Document passage →

The p97 molecular machine helps recycle proteins,
you have trillions of this machine in your body.
Inherited mutations of its gene causes fronto-temporal dementia
with typical onset at age 50.
Same mutations cause muscle weakness and a bone disorder.
p97 is seen in aggregated proteins (plaques) found in the brain in
neuro-degenerative diseases like Parkinsons where protein recycling fails.
Disease from p97 mutations is very rare but understanding it may help
explain other dementia diseases, and modulating p97 with drugs could
improve protein recycling.
How does the p97 machine work?
It is made up of 6 copies of the same molecule arranged in a ring.
Each molecule has 3 movable parts (green, blue, pink).
There are two motions.
There are two batteries, ATP molecules (red),
on the interior of each of the 6 copies that drive the two motions.
An inhibitor drug (yellow) blocks the motion of the pink domain.
Often inhibitors block the power source ATP or stick moving parts together but this does neither.
The motion requires some flexibility where the inhibitor binds.

Information given →
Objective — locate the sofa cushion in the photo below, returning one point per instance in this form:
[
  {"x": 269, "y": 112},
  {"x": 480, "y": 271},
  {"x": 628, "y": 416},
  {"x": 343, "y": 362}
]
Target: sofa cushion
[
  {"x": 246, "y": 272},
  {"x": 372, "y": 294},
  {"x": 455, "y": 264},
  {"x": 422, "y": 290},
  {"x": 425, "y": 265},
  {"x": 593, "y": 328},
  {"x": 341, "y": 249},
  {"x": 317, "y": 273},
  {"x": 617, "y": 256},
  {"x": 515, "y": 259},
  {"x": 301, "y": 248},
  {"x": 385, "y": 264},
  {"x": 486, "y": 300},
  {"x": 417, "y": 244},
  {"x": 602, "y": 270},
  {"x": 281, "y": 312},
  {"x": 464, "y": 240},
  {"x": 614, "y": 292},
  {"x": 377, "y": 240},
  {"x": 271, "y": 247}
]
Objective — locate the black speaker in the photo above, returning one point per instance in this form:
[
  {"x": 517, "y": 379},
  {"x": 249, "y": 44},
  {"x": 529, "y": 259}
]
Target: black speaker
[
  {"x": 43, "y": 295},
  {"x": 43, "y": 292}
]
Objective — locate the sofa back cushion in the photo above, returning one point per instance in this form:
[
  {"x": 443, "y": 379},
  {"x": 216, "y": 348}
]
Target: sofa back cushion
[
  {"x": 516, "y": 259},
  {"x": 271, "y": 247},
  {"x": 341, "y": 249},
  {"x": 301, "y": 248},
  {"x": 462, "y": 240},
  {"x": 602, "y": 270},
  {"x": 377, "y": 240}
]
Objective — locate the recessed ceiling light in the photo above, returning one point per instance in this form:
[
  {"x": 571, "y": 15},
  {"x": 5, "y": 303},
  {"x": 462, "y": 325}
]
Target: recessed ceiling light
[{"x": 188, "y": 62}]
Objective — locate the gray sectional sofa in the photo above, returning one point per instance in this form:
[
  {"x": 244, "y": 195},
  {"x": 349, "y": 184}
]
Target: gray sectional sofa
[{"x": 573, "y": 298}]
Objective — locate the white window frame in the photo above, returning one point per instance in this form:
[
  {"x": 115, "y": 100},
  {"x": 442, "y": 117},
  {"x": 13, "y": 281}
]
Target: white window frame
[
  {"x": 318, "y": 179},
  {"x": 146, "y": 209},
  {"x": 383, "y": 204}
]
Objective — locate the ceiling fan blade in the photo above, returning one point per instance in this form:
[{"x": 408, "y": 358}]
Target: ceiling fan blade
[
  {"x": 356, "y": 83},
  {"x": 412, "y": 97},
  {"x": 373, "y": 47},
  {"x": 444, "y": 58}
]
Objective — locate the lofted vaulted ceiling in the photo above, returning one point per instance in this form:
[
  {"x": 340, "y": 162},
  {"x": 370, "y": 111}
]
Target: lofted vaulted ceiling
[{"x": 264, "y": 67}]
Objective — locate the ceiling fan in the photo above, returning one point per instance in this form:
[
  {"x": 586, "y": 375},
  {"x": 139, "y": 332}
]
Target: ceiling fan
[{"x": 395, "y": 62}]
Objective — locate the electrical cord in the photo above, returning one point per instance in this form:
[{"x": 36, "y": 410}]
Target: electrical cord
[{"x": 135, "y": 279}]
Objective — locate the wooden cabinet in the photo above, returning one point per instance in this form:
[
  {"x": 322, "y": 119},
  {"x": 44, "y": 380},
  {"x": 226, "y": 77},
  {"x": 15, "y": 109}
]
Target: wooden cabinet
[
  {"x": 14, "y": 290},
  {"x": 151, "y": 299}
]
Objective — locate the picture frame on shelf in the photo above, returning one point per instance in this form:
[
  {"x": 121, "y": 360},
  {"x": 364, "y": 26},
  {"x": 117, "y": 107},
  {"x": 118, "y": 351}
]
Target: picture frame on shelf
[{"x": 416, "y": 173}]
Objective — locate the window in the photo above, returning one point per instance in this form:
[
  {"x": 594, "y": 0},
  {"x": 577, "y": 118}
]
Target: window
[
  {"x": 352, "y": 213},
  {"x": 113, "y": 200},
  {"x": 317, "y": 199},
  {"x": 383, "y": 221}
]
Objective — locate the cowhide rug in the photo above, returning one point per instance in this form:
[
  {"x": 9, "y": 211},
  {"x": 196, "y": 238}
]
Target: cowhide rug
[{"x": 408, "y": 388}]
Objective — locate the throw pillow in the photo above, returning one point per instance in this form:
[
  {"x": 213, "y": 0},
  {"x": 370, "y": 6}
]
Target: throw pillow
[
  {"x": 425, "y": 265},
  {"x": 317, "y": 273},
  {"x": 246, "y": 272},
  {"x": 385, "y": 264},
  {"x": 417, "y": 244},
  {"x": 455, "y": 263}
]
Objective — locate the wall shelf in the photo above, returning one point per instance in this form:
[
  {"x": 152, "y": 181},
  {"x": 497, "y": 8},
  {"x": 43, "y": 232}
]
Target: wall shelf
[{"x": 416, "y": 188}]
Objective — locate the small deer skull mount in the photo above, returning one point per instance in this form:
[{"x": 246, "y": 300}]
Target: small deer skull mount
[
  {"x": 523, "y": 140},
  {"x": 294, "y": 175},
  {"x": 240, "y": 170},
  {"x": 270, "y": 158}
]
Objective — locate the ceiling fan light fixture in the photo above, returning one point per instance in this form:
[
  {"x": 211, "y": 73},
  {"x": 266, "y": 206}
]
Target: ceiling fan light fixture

Work instructions →
Continue the passage on the p97 molecular machine from its last sentence onward.

Exercise output →
The disease mutation (bright pink) is a change of one amino acid (R155H), about 20 atoms out of 10,000,
on the green N-terminal domain.
The mutation may cause the green and blue domains to hold to each other
tighter or looser.
Interactions with p97 are mostly through the green domain
and any change to it could alter interactions with other proteins.
The p47 adaptor molecule (fragment shown in orange, 1s3s) allows p97 to assist in fusion of membranes
after cell division. This adaptor does not overlap with the mutation site.
The ufd1-npl4 adaptor (npl4 fragment shown in light blue, 2pjh) allows detecting proteins tagged
for recycling (with ubiquitin tags). It also does not overlap the mutation site.
Other adaptors bind to the green domain, possibly in different locations.